**THINGS TO DO**
- A) In the text about broccoli sprouts and diabetes, how many compounds did the researchers screen?
- B) Please extend the text on broccoli sprouts and blood sugar, starting after its final sentence.

Broccoli sprouts may prove really beneficial for diabetes patients in helping them manage their blood sugar, according to a new study. The study provides a good alternative to address the worldwide epidemic.
Type 2 diabetes affects more than 300 million people globally, and as many as 15 per cent of those patients cannot take the first-line therapy metformin because of kidney damage risks.
Seeking a more viable path forward, researchers identified compounds that might counter the disease-associated gene expression changes associated with type 2 diabetes.
The researchers, including Annika Axelsson of Lund University in Sweden, constructed a signature for type 2 diabetes based on 50 genes, then used datasets to screen 3,852 compounds for drugs that potentially reverse disease.
The most promising chemical - sulforaphane, a naturally occurring compound found in cruciferous vegetables - tamped down glucose production by liver cells growing in culture, and shifted liver gene expression away from a diseased state in diabetic rats.

**SUPPLIED DATA**
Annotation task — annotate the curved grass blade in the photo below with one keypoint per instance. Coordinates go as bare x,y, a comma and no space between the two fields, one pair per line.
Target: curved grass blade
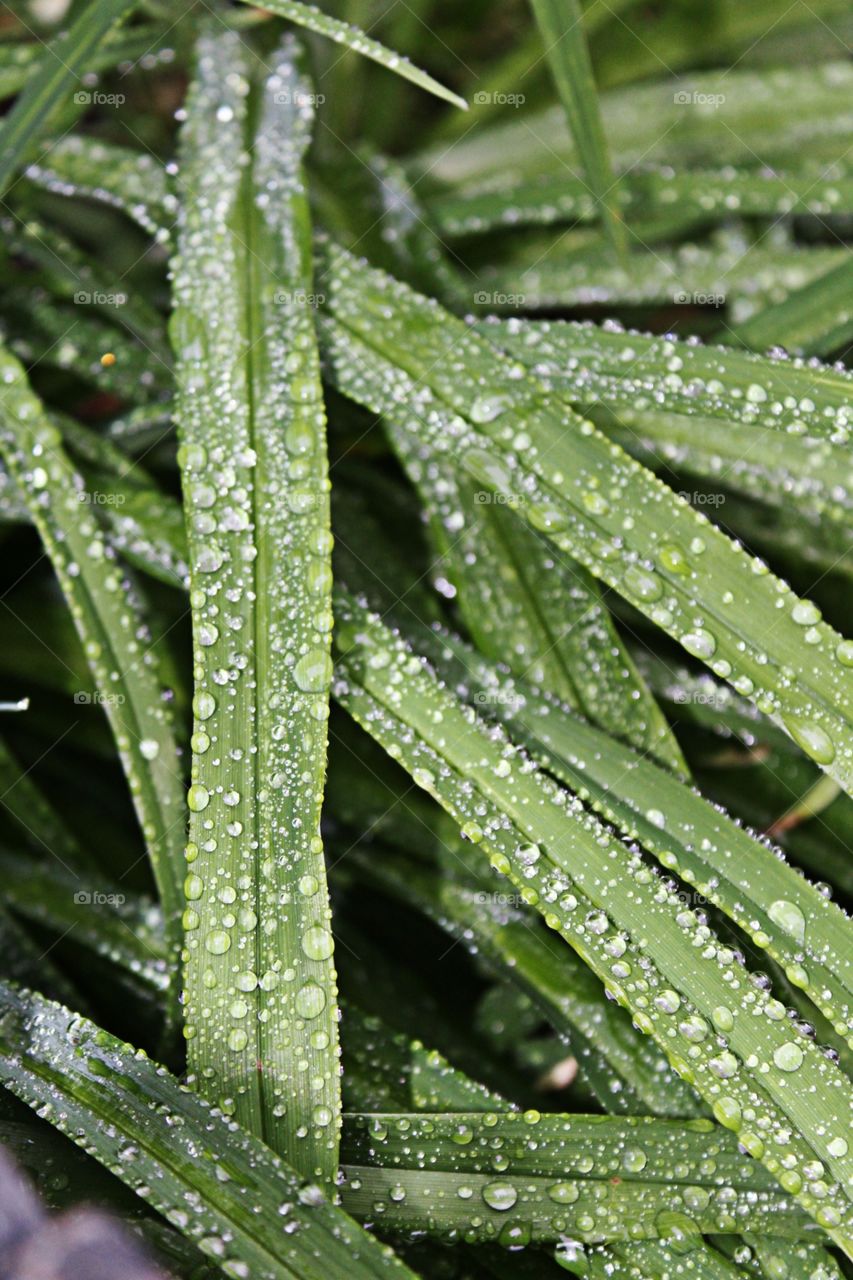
402,355
730,269
54,80
568,54
591,1178
780,114
808,935
532,607
725,1034
260,984
625,1072
109,624
343,33
638,371
131,181
705,193
218,1185
815,320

**SOLVED PROBLEMS**
- A) 3,852 compounds.

- B)
When the researchers gave concentrated broccoli sprout extracts to 97 human type 2 diabetes patients in a 12-week randomised placebo-controlled trial, obese participants who entered the study with dysregulated disease demonstrated significantly decreased fasting blood glucose levels compared to controls.
The researchers said that developing gene signatures to investigate large public repositories of gene expression data could be a valuable strategy to rapidly identify clinically relevant compounds.